# start of RECORDS TO USE

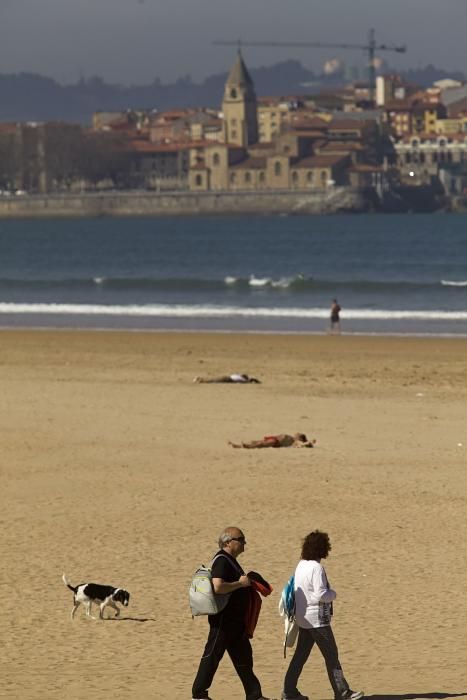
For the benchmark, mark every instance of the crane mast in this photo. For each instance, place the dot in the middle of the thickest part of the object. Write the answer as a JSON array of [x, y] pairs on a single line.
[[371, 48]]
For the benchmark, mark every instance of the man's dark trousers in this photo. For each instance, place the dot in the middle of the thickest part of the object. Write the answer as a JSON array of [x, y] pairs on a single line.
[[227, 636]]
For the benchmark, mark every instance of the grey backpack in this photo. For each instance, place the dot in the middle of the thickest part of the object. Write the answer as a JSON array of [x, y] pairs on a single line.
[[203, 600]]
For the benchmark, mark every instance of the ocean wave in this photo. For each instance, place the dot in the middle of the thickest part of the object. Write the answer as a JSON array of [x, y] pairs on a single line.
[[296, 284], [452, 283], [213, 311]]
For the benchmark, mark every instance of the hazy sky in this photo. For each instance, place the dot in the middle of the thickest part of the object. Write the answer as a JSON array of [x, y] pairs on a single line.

# end of RECORDS TO USE
# start of RECORDS TO USE

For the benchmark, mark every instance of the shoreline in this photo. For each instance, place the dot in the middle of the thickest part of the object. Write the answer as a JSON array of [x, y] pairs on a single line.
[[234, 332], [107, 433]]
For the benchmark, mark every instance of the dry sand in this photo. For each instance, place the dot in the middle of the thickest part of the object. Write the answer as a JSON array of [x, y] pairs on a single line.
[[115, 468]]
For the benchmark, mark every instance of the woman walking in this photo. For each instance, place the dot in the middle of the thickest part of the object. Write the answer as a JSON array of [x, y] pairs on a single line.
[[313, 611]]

# end of RECORDS TO USE

» WHAT THE TASK REQUIRES: Copy out the lines word for word, starting at the line that contains "For the benchmark, mark every instance of the man's" and ending at the line that contains "[[227, 636]]".

» FULL SOLUTION:
For the benchmark, mark every instance of the man's dark trousers in this photo. For each instance, place the dot in the middle of the thickest part of the object. Write the answer as a JSON array of [x, y] pairs on a single line.
[[227, 636]]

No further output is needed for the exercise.